### About this exercise:
Look through the data below and extract, unchanged, the lines from the one that contains "[locate] the stone chimney" to the one that contains "Target: fern frond", both included.

### Data shown:
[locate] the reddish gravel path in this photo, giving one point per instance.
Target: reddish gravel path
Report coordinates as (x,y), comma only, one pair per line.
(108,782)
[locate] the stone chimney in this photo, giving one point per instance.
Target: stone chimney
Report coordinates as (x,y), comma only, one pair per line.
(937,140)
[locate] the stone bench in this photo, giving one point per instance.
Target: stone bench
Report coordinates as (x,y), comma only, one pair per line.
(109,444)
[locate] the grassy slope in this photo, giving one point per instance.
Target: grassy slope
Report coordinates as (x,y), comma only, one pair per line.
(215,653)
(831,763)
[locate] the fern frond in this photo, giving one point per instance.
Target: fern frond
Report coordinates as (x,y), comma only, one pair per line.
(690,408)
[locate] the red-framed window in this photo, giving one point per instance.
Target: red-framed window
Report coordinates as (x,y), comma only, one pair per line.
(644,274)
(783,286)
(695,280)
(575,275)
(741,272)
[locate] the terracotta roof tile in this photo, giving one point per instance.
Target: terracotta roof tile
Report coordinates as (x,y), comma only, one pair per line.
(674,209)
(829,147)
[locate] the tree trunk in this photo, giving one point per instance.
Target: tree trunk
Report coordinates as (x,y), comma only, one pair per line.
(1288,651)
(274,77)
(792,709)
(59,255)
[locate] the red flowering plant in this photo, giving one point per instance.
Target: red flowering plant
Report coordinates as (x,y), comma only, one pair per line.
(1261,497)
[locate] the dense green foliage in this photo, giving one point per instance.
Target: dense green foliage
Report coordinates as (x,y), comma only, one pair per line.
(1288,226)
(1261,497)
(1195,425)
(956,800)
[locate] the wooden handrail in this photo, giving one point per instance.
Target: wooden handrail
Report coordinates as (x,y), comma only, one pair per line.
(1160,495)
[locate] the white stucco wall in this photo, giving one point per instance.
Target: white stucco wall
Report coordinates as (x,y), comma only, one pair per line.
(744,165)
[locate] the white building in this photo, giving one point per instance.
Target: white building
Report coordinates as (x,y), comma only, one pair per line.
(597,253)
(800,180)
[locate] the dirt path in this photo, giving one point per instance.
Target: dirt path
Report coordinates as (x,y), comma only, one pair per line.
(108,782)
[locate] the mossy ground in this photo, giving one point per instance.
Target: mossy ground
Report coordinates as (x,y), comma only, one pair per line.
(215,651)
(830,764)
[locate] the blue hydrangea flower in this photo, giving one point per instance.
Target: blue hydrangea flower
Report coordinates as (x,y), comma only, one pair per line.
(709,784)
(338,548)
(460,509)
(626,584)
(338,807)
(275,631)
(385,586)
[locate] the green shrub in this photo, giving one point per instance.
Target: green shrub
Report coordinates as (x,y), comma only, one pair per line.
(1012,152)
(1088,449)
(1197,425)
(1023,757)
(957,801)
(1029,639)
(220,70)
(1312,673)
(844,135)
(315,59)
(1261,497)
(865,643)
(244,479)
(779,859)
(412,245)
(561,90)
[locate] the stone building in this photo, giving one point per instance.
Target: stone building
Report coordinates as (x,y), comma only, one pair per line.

### Task output:
[locate] the stone chimney in this photo, giving one point per instance.
Target: stone chimney
Report coordinates as (x,y), comma only, one pair per line.
(937,140)
[locate] the stone bench in this photo, giving one point per instance.
Target: stone bench
Report coordinates as (x,y), comma only, one pair per line.
(109,444)
[locate] the grassy slope in this photo, giving one point per instance.
Target: grassy slope
Report coordinates as (x,y), comma only, one pair per line.
(215,653)
(831,763)
[locate] the fern frond in this photo, giving one point per instance.
Target: fern frond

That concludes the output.